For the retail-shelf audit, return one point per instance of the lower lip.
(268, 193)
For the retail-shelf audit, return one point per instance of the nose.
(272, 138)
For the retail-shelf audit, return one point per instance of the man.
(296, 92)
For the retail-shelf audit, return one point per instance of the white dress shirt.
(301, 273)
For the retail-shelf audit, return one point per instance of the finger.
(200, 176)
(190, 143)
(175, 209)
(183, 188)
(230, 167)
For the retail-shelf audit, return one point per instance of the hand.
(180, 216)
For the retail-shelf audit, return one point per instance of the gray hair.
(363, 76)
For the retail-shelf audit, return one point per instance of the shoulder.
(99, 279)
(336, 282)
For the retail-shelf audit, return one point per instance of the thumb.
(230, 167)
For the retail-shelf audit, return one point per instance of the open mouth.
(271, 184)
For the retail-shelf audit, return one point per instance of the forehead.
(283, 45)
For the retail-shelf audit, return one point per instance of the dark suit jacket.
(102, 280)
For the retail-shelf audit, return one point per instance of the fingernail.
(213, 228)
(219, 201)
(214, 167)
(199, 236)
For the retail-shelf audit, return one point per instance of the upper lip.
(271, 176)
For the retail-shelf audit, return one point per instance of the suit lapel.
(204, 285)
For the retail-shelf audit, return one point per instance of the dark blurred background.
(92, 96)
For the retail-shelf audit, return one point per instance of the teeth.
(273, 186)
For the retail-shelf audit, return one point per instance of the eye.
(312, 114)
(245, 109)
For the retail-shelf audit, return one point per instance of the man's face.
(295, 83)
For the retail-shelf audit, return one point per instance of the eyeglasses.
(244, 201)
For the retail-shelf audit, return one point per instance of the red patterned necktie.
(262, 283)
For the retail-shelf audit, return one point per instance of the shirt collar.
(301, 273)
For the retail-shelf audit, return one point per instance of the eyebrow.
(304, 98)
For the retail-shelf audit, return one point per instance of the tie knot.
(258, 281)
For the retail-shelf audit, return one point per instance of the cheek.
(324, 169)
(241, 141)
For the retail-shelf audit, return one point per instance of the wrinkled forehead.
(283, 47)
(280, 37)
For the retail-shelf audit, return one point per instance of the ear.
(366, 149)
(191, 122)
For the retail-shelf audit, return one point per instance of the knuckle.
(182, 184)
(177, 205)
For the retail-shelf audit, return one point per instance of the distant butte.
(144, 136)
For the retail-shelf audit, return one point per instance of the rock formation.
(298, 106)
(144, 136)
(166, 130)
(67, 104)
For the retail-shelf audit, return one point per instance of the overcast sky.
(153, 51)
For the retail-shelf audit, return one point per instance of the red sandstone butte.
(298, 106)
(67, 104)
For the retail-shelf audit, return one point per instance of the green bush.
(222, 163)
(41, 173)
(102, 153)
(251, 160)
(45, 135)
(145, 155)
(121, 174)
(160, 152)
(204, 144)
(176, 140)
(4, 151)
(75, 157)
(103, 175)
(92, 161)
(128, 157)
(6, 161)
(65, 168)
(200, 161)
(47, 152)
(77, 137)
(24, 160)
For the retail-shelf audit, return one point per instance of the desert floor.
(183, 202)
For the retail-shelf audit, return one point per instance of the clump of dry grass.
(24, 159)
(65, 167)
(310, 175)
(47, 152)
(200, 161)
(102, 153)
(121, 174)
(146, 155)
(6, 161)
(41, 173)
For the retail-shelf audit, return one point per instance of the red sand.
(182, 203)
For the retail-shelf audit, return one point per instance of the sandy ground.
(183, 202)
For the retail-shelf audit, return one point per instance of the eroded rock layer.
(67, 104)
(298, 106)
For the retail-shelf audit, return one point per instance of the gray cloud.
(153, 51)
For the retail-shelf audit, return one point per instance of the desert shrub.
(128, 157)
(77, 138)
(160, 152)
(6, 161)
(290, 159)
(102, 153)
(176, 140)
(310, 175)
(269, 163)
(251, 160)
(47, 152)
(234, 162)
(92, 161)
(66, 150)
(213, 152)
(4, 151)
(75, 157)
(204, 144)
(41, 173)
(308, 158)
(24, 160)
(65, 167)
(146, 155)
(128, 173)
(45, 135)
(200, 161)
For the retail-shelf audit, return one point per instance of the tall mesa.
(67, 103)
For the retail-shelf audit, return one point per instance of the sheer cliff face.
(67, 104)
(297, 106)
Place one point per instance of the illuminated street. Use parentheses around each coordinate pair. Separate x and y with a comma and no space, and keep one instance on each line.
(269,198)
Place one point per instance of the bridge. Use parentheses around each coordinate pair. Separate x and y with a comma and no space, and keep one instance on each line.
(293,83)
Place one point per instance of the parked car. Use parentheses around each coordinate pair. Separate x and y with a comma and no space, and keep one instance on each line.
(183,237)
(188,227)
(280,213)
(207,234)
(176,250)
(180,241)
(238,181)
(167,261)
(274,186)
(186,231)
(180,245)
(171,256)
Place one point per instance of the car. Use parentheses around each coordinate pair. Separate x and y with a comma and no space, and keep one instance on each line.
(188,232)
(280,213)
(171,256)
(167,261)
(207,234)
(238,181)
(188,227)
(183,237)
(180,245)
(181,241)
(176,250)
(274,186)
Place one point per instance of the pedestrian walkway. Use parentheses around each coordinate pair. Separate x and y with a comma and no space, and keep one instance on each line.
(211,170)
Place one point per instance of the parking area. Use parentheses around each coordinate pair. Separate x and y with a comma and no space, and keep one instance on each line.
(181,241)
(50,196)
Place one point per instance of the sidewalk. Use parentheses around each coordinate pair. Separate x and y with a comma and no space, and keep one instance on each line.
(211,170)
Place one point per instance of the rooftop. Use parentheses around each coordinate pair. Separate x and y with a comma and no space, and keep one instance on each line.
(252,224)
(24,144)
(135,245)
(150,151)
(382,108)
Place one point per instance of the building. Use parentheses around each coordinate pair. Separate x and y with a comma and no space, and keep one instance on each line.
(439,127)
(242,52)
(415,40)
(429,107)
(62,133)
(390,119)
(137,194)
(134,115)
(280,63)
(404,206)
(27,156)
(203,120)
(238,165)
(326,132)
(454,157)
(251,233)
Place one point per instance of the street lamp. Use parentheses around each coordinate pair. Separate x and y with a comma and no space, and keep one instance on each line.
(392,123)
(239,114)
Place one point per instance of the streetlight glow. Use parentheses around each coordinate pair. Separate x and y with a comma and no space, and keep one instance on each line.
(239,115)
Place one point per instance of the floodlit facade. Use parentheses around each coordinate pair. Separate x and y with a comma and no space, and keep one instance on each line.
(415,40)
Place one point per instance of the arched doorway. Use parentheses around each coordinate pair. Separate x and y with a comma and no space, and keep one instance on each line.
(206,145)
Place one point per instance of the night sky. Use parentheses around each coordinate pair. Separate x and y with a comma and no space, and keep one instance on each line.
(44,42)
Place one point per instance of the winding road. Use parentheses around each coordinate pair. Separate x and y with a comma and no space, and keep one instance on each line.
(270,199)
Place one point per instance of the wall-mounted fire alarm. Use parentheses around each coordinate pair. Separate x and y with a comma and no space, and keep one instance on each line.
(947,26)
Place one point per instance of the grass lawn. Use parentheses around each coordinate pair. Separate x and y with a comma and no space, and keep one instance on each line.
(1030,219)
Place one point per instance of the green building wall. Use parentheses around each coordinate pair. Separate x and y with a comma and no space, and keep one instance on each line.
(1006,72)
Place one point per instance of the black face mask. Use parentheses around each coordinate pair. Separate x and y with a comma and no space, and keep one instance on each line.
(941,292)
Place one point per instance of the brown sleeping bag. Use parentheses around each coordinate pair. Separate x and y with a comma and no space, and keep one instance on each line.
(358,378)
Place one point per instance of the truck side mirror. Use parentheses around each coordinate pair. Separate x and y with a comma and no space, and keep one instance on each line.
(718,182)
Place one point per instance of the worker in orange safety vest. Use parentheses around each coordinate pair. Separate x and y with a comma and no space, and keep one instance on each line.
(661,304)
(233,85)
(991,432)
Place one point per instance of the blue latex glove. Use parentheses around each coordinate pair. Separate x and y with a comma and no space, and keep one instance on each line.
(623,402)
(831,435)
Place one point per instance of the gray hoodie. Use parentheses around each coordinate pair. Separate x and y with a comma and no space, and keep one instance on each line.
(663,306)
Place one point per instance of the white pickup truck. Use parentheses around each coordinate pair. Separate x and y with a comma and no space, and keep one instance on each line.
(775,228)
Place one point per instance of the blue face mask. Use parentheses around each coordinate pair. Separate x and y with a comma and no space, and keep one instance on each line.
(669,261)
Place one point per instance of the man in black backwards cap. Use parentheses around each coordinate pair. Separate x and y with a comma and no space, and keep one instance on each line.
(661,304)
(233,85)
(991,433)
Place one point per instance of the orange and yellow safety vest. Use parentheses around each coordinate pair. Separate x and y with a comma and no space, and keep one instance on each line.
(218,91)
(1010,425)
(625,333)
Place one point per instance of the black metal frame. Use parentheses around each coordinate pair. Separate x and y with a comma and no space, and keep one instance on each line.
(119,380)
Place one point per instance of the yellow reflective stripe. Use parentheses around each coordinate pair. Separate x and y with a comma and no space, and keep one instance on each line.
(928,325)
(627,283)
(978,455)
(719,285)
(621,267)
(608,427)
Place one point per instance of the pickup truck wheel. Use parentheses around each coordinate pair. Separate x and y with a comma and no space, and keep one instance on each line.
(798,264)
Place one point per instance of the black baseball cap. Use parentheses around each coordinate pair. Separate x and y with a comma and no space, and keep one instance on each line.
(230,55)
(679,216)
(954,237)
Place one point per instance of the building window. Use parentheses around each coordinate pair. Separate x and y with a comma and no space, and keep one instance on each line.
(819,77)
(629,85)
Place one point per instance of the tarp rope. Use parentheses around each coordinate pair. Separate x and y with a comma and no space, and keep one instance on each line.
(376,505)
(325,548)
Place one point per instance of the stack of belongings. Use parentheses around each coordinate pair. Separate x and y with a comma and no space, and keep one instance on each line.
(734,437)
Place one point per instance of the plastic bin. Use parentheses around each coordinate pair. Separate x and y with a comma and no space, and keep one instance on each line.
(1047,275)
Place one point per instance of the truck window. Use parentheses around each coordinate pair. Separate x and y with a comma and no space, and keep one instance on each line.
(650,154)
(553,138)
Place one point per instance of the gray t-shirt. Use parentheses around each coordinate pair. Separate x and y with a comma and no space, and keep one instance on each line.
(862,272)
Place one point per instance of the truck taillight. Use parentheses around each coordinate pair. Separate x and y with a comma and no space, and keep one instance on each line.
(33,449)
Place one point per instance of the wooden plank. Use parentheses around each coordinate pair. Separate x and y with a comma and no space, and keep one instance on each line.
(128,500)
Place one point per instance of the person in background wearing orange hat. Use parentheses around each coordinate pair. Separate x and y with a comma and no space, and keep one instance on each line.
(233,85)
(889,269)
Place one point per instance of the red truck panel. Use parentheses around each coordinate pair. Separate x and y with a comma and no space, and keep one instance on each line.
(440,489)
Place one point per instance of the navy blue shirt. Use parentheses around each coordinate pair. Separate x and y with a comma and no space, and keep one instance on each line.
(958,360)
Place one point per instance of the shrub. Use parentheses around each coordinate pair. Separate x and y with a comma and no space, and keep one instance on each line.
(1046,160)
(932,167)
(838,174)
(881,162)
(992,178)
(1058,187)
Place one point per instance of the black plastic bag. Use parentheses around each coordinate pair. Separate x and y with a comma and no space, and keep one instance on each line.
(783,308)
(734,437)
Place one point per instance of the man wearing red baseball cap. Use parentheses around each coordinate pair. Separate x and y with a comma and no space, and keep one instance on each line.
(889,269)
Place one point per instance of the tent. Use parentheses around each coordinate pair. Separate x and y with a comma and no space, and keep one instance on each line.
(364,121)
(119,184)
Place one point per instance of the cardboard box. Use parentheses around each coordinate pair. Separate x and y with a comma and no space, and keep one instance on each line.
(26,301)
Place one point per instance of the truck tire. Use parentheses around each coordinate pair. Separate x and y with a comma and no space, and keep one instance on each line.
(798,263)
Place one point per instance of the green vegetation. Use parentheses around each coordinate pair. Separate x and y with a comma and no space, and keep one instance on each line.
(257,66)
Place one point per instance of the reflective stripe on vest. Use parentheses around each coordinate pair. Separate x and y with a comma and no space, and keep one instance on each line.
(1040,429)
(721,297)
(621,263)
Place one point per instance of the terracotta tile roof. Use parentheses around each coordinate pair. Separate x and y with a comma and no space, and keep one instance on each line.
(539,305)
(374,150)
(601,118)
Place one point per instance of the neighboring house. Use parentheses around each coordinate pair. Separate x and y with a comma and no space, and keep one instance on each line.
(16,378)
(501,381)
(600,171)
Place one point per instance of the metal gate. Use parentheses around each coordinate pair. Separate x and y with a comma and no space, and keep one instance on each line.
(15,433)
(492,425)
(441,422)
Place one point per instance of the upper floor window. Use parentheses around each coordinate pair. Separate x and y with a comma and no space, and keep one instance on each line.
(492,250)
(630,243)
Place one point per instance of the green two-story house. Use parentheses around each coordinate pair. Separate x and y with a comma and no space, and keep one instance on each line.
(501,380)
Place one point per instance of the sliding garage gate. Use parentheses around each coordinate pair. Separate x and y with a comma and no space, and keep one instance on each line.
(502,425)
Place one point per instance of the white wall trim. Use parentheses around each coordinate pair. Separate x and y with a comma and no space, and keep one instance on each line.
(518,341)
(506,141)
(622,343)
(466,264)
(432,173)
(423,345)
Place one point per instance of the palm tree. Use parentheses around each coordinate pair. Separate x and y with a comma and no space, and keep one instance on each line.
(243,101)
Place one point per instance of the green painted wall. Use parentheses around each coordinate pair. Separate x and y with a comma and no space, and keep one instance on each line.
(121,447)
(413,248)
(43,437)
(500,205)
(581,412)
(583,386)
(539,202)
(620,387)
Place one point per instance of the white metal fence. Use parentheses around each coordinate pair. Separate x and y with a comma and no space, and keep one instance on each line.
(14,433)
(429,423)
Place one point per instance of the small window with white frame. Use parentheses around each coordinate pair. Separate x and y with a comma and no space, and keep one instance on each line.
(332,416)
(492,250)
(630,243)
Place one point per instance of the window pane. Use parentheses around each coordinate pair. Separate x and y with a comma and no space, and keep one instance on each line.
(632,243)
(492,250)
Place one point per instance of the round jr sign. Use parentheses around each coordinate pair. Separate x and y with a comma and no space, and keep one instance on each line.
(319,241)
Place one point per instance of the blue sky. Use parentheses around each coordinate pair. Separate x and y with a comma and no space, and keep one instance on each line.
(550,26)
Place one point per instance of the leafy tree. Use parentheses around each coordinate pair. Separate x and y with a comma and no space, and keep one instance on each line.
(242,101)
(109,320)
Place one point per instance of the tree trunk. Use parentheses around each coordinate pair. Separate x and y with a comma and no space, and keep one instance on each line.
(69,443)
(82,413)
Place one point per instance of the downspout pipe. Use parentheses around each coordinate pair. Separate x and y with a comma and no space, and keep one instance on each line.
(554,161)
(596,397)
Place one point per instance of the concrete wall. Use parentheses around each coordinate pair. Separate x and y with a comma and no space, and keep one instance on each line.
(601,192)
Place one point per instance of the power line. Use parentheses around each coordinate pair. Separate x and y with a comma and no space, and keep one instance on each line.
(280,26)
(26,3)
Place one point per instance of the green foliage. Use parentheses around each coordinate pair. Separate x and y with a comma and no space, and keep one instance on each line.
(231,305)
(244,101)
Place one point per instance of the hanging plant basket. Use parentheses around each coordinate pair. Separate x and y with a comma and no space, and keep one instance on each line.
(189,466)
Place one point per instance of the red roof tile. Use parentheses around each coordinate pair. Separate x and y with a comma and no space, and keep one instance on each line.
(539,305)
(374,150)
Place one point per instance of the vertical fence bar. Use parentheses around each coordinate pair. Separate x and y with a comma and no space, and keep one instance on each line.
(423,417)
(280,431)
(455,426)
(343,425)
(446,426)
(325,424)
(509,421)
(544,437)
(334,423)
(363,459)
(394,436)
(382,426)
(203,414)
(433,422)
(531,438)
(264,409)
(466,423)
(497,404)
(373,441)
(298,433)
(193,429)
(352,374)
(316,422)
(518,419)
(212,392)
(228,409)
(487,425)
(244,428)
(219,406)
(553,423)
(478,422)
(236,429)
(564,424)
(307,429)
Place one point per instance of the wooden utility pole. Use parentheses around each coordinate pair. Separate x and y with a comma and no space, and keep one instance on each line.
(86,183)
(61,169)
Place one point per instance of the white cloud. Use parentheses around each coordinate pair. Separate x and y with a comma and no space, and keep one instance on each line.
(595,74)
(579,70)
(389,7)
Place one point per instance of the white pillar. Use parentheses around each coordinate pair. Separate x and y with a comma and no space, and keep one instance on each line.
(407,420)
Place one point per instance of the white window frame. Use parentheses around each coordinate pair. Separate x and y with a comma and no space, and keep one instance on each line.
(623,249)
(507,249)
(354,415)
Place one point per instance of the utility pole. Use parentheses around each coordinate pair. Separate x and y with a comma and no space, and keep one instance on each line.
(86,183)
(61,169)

## WHAT YOU NEED TO DO
From the line that contains "Place one point per instance of the utility" through the end of the records above, print every line exactly and nothing else.

## WRITTEN ANSWER
Place one point per instance of the utility pole. Use parentheses around each coordinate pair. Separate x and y with a comma and no space, and keep one instance on each line.
(86,183)
(61,169)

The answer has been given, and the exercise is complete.